--- Data listing ---

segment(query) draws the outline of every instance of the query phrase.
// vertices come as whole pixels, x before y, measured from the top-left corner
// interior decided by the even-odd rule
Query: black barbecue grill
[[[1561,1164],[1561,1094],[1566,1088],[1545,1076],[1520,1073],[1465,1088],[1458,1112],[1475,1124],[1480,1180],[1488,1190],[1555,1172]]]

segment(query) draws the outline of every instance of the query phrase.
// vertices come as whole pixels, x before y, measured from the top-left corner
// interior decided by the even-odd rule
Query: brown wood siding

---

Copy out each record, keeping every word as it is.

Completed task.
segment(query) draws the outline of every instance of the query phrase.
// vertices come as whole pixels, x before y, measured from the top-left corner
// interior decided by the even-odd rule
Query: black barbecue grill
[[[1561,1164],[1561,1094],[1566,1088],[1545,1076],[1520,1073],[1465,1088],[1458,1112],[1475,1124],[1480,1180],[1488,1190],[1555,1172]]]

segment(query) draws the outline of every instance of the query phrase.
// vertices come as whole pixels, x before y, measured from the top-left corner
// interior decided by the even-odd rule
Query: brown wood siding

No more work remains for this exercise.